[Entries from a point annotation set]
- - -

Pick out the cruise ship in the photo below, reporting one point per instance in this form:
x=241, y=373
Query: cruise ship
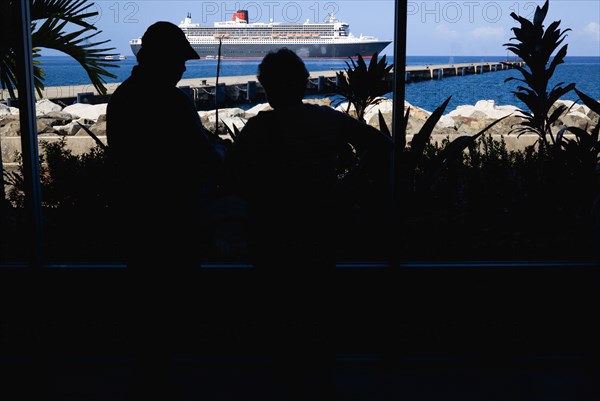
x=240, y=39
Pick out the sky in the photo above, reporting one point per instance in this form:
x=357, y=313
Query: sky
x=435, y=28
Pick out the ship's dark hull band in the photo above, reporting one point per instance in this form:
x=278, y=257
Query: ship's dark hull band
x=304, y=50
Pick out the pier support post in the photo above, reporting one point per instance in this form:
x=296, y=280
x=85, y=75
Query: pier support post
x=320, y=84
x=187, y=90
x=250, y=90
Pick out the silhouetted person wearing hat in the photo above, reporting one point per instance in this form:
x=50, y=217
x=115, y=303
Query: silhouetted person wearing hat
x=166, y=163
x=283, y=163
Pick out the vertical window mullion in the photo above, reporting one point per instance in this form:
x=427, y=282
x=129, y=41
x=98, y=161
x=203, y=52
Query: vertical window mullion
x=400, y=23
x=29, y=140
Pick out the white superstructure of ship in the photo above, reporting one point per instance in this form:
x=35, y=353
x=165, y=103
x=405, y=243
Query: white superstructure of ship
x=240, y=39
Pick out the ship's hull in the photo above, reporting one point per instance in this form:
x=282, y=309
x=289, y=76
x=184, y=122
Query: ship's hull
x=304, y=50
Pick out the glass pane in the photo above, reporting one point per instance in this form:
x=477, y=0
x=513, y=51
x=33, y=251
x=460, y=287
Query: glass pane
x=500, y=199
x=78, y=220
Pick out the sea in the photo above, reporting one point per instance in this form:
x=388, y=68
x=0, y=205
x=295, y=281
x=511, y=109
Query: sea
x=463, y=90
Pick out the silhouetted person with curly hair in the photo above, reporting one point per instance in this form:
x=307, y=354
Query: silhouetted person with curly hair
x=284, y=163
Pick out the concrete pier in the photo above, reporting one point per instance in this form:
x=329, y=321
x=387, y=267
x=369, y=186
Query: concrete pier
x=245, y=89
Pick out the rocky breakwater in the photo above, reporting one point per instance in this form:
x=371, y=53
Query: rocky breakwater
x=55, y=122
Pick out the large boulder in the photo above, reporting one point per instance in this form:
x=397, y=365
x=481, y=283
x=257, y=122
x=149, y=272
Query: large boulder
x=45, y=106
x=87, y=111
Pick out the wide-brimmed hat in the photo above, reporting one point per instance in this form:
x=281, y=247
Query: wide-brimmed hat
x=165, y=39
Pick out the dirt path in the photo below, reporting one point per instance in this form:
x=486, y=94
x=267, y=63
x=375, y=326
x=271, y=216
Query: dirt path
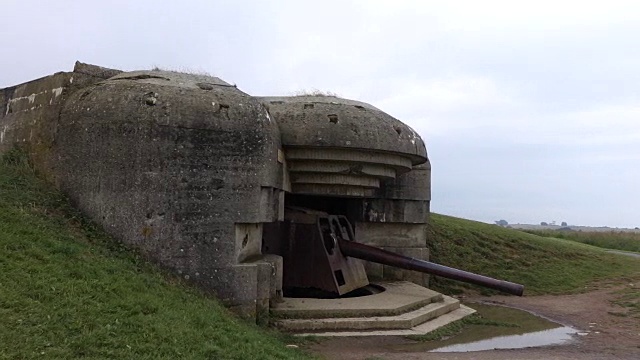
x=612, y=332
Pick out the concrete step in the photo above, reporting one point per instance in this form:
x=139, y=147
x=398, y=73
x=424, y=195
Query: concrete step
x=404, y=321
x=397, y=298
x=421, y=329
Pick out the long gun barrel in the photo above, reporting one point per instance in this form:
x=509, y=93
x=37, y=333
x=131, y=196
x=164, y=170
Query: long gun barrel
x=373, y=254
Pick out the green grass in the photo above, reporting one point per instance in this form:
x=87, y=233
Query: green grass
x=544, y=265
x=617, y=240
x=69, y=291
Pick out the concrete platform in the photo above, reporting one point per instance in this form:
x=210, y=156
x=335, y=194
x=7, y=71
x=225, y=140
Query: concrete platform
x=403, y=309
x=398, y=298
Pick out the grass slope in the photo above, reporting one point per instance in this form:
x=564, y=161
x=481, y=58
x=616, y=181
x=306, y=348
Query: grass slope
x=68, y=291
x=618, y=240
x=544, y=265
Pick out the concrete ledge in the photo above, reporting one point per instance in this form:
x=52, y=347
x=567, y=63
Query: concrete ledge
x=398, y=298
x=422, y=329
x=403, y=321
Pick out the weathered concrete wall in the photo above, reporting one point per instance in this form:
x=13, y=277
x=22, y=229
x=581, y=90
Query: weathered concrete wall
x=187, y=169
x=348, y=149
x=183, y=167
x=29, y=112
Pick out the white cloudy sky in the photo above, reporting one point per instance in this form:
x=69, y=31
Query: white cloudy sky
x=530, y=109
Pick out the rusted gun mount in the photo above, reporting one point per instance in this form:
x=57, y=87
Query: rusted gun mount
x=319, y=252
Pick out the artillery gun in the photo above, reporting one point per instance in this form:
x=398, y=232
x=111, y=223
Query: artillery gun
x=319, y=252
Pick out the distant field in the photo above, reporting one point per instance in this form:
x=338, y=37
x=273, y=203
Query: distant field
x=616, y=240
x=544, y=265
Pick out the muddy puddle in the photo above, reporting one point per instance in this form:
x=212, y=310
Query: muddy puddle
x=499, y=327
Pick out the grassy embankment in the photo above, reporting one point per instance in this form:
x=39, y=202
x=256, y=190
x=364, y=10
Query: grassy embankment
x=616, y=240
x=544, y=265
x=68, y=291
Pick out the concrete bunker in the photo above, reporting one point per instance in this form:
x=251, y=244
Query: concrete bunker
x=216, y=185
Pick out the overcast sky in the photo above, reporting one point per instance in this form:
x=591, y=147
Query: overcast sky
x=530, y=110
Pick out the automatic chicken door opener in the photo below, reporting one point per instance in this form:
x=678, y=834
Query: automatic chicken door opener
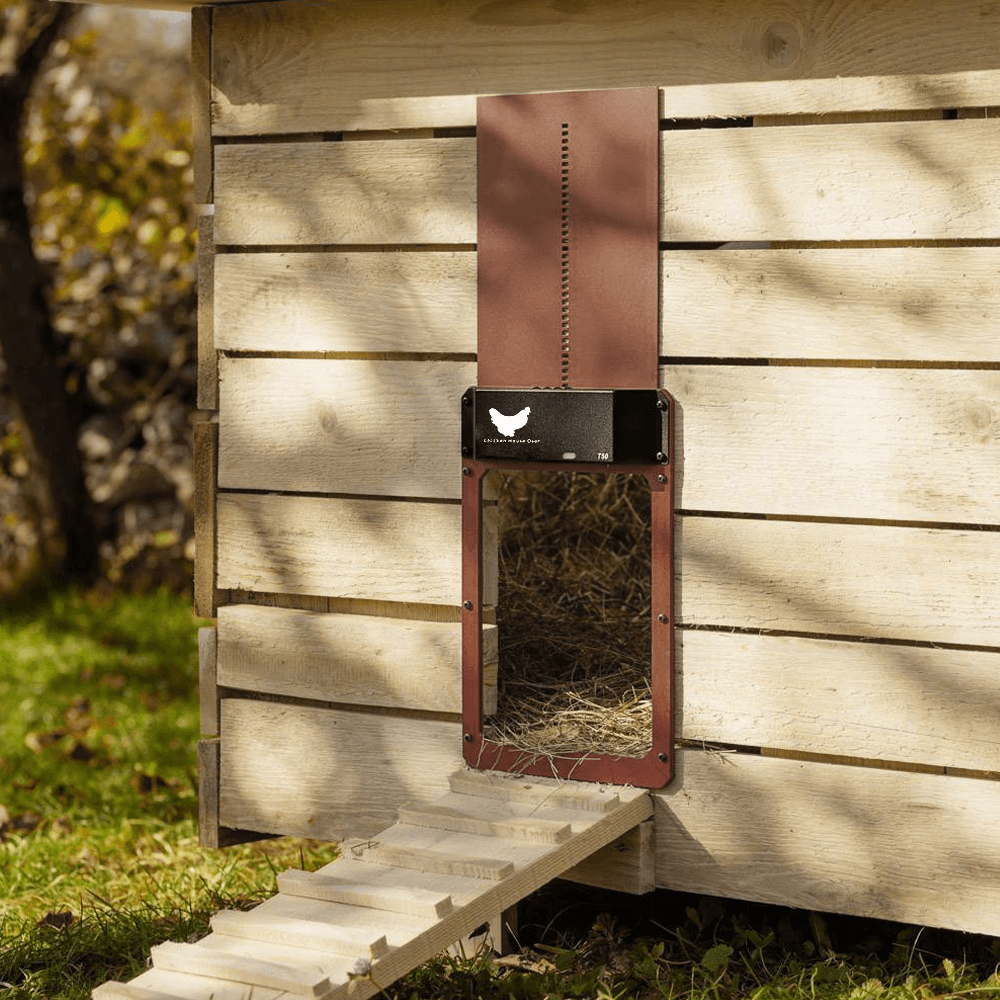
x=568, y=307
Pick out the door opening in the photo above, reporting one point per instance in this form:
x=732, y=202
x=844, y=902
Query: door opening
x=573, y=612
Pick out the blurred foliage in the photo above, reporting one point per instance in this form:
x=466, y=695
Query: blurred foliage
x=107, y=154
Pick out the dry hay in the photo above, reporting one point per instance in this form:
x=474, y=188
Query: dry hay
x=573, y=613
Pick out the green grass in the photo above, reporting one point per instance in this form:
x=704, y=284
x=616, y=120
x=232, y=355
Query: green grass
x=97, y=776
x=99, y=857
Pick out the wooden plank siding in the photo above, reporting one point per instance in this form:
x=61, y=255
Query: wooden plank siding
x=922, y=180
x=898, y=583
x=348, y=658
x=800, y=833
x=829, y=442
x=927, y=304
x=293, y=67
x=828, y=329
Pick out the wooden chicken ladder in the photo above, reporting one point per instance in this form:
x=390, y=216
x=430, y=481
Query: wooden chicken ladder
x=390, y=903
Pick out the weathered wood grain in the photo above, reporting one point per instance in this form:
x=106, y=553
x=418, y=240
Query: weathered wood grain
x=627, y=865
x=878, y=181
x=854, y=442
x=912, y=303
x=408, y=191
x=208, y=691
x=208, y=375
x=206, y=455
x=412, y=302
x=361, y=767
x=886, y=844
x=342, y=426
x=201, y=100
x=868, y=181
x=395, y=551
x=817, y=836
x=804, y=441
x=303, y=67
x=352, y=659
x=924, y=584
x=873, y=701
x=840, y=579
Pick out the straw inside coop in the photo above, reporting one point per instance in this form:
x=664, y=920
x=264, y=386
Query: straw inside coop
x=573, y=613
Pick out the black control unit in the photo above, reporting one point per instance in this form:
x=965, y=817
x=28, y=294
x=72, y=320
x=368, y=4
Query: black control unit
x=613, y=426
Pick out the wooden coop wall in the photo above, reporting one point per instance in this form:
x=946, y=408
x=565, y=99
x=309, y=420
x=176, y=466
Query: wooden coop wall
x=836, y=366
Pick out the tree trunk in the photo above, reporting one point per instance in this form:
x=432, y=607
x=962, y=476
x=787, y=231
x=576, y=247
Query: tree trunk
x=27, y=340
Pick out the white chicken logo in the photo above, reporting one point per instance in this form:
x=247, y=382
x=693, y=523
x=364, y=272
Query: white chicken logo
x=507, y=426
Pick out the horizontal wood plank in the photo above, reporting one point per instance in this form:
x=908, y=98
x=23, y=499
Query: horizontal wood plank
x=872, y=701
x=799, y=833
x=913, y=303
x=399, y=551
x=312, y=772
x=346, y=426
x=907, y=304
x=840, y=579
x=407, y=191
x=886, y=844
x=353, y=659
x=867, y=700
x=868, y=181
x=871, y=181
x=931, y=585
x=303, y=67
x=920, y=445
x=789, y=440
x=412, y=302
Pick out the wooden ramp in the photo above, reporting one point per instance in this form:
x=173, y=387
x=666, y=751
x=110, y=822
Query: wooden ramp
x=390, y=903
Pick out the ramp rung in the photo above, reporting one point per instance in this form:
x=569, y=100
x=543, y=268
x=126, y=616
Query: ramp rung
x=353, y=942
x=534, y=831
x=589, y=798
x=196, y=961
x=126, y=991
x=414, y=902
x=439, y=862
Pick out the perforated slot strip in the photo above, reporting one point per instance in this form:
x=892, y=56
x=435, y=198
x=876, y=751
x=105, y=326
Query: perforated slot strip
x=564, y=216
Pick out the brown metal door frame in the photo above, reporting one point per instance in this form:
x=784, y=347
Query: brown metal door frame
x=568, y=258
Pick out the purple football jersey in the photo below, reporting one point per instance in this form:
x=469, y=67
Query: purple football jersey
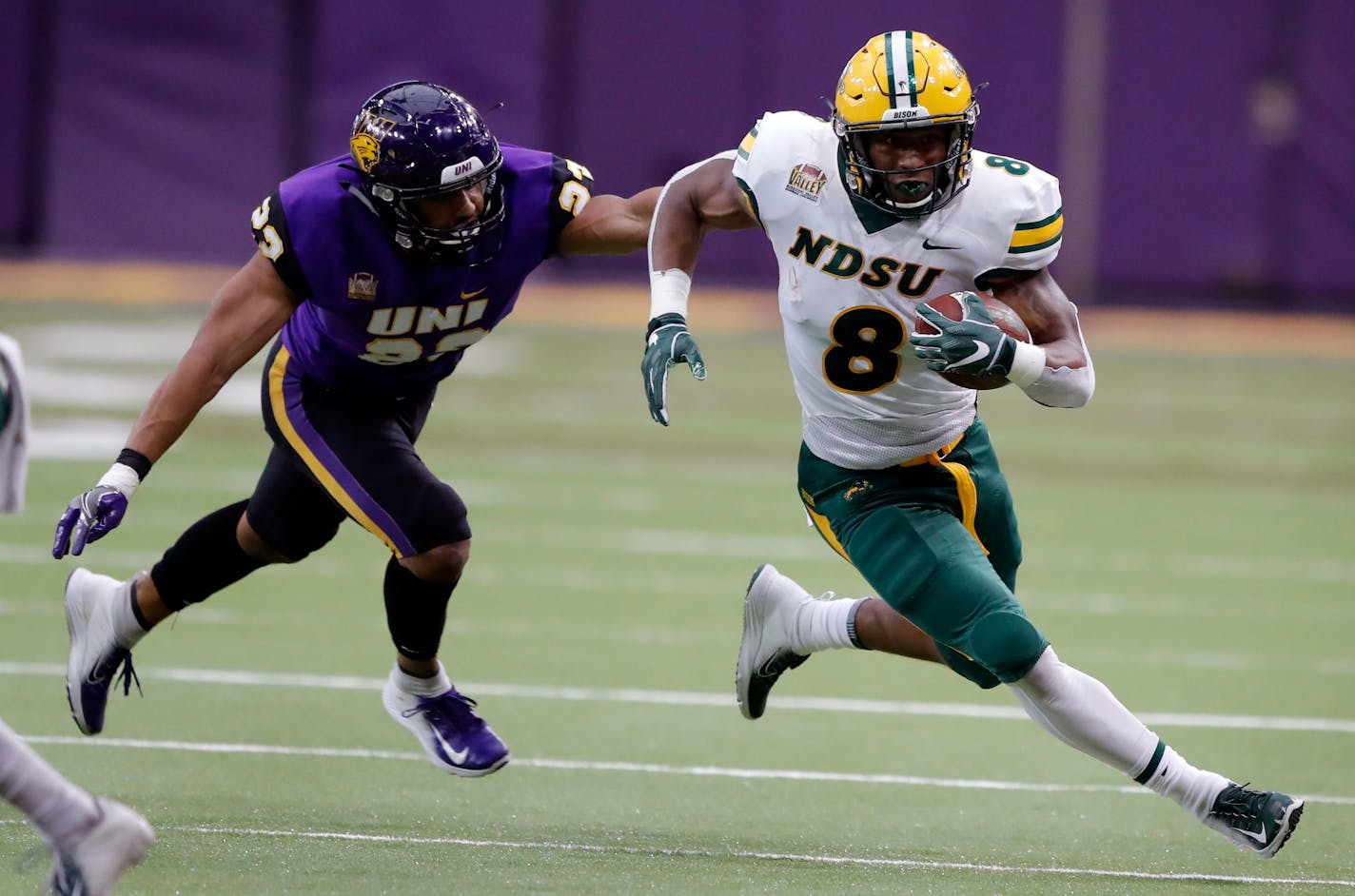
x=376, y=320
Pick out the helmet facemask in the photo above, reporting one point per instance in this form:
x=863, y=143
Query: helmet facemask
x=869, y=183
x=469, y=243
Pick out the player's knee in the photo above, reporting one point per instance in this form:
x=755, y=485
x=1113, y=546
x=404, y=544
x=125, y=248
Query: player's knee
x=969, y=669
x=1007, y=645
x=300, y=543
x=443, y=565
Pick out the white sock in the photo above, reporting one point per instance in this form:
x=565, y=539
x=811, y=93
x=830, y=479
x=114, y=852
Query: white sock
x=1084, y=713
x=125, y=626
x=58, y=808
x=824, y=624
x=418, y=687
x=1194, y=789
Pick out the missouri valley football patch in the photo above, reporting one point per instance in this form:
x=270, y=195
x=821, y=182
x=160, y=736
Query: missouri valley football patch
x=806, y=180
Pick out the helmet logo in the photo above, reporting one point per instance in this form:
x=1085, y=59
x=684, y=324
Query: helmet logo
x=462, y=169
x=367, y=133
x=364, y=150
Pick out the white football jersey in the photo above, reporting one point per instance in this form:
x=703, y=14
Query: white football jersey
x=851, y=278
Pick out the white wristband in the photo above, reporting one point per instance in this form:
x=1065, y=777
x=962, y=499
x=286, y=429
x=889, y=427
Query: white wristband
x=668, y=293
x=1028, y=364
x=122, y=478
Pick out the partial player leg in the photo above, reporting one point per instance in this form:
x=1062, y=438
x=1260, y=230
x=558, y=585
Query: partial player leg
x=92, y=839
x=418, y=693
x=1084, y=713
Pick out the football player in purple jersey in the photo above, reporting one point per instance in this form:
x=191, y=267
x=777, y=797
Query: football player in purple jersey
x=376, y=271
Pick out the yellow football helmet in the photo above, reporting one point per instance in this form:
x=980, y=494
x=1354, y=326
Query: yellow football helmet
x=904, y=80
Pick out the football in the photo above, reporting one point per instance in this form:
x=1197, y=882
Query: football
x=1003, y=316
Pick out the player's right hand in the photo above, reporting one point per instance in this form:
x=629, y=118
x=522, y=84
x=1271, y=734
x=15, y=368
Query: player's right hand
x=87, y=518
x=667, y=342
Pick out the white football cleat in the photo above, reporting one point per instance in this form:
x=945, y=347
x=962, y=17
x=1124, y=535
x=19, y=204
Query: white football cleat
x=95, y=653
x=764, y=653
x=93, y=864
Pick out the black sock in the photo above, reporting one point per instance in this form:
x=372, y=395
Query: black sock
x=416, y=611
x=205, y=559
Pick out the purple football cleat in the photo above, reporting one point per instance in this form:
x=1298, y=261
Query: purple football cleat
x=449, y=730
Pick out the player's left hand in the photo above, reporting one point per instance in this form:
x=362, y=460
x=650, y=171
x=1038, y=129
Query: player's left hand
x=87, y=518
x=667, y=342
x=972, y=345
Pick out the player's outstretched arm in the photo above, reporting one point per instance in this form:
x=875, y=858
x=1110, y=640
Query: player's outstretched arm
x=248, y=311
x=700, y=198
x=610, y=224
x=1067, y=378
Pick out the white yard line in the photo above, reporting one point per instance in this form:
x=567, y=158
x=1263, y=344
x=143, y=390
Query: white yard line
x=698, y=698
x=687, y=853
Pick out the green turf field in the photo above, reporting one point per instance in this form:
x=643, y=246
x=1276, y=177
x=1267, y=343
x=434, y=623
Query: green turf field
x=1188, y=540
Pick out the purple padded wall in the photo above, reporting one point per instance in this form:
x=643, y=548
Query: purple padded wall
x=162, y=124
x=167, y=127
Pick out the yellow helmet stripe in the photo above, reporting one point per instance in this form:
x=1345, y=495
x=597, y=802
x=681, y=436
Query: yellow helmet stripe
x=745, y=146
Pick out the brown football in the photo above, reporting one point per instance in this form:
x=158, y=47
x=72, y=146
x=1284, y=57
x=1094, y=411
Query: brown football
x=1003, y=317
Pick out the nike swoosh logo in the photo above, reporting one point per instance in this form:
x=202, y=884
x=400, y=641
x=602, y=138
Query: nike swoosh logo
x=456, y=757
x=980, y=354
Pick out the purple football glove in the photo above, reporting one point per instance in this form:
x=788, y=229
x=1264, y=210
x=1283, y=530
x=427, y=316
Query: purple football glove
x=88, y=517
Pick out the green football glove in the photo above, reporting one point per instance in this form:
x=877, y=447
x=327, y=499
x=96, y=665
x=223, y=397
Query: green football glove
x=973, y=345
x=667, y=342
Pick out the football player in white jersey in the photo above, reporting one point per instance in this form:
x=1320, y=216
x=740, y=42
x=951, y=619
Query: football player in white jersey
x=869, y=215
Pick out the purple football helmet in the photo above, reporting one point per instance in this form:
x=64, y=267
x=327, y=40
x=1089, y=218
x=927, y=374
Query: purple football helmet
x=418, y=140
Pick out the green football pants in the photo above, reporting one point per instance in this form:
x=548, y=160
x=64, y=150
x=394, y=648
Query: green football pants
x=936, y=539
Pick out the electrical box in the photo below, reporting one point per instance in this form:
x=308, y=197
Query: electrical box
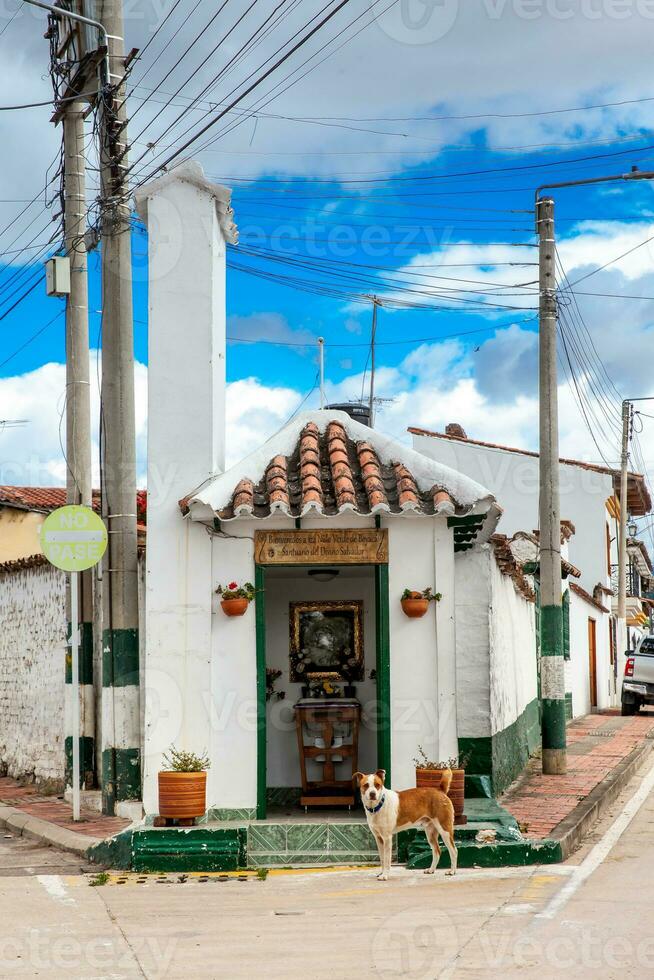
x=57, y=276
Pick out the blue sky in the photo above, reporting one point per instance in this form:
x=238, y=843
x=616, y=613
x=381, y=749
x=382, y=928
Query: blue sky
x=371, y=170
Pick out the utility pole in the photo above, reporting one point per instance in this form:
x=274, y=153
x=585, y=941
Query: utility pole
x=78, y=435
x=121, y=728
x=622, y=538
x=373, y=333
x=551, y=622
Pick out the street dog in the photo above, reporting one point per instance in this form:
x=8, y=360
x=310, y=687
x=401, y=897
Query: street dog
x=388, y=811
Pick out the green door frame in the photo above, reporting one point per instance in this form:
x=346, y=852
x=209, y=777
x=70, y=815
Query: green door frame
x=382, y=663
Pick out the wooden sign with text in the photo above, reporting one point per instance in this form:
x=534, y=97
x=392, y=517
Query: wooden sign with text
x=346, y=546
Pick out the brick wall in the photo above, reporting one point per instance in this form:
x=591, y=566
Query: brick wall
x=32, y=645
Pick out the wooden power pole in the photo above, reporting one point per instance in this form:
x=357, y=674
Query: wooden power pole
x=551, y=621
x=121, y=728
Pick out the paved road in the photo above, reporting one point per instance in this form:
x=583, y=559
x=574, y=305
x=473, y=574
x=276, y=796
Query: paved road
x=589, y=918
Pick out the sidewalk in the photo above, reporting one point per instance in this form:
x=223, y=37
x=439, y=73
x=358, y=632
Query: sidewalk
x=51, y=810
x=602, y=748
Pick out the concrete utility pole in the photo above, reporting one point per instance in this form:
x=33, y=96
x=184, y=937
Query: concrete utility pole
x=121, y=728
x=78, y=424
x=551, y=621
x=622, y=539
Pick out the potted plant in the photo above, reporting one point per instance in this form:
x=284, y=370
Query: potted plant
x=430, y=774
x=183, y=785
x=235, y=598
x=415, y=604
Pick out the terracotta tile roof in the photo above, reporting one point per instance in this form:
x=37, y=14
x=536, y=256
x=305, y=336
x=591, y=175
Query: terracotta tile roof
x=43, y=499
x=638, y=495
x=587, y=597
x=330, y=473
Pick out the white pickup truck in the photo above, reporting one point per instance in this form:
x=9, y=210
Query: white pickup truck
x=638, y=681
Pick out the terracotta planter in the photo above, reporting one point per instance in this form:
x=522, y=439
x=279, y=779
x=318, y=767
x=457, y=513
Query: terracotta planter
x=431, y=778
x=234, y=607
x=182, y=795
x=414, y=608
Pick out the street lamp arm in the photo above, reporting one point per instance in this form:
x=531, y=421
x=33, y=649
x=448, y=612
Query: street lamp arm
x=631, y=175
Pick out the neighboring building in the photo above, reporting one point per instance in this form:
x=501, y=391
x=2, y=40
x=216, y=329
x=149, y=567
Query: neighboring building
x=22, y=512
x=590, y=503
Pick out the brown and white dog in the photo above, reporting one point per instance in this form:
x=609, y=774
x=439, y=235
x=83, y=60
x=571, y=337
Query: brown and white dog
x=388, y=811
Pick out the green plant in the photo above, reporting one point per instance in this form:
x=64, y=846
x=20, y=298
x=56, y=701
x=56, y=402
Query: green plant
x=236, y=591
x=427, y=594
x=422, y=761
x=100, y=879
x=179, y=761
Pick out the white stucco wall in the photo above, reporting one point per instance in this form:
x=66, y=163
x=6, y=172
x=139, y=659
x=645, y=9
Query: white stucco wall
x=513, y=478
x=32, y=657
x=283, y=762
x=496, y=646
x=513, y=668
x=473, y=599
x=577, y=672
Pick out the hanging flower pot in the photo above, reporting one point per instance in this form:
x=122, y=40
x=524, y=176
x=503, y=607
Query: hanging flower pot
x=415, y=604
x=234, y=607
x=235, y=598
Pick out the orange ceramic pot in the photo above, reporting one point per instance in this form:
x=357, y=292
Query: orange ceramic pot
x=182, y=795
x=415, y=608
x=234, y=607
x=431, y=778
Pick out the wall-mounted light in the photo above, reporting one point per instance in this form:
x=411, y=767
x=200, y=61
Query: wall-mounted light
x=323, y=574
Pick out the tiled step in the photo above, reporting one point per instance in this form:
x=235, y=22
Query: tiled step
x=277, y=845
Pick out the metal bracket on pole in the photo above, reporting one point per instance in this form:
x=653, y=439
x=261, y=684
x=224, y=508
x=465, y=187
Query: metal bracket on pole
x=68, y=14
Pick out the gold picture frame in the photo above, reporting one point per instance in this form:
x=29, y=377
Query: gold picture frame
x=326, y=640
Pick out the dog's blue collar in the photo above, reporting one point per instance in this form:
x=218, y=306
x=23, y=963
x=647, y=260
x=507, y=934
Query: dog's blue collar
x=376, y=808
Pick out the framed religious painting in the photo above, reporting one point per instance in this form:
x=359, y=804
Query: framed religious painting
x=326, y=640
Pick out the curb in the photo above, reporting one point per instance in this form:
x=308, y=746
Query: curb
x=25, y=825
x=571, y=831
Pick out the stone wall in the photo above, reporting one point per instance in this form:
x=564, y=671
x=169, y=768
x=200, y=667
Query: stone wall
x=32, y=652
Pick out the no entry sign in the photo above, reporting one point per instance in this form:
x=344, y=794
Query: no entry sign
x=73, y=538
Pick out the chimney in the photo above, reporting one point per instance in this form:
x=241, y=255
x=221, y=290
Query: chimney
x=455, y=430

- - -

# What you need to do
Find the line that contains "Pick out the orange". Repeat it and every line after it, exactly as written, up to and including the last line of the records above.

# Written reply
Pick out the orange ceramic pot in the photo above, reporting one point per instance in this form:
x=357, y=292
Query: orange ceramic pot
x=182, y=795
x=415, y=608
x=234, y=607
x=431, y=778
Pick out the wall-mounted light in the photo above, reporting one point per instance in this form:
x=411, y=767
x=200, y=61
Query: wall-mounted light
x=323, y=574
Pick out the tiled step in the photo above, reporting one point per instance in this form:
x=235, y=22
Query: tiled step
x=277, y=845
Pick out the metal bracket on pole in the photo above, reporting one point per instance in this form:
x=653, y=439
x=261, y=684
x=224, y=508
x=465, y=187
Query: metal bracket on pole
x=68, y=14
Pick out the gold picture frame in the photo above, reporting one point per instance in this form:
x=29, y=377
Query: gold picture frame
x=326, y=640
Pick out the dog's blue collar in the photo above, reporting one point per instance in this form:
x=218, y=306
x=23, y=963
x=647, y=260
x=507, y=934
Query: dog's blue collar
x=376, y=808
Pick out the framed religious painting in the photo above, reporting one point per instance in this form:
x=359, y=804
Query: framed religious painting
x=326, y=640
Pick out the curb in the photo above, reporting one point per instance in this form:
x=308, y=746
Query: curb
x=25, y=825
x=571, y=831
Pick out the stone wall in the photo above, reporting one point per instance in this form:
x=564, y=671
x=169, y=768
x=200, y=667
Query: stone wall
x=32, y=652
Pick out the no entry sign in the photo above, reporting one point per instance in this form:
x=344, y=794
Query: no entry sign
x=73, y=538
Pick out the chimney in the photo above, reporting one point per instance in this form:
x=241, y=255
x=221, y=290
Query: chimney
x=455, y=430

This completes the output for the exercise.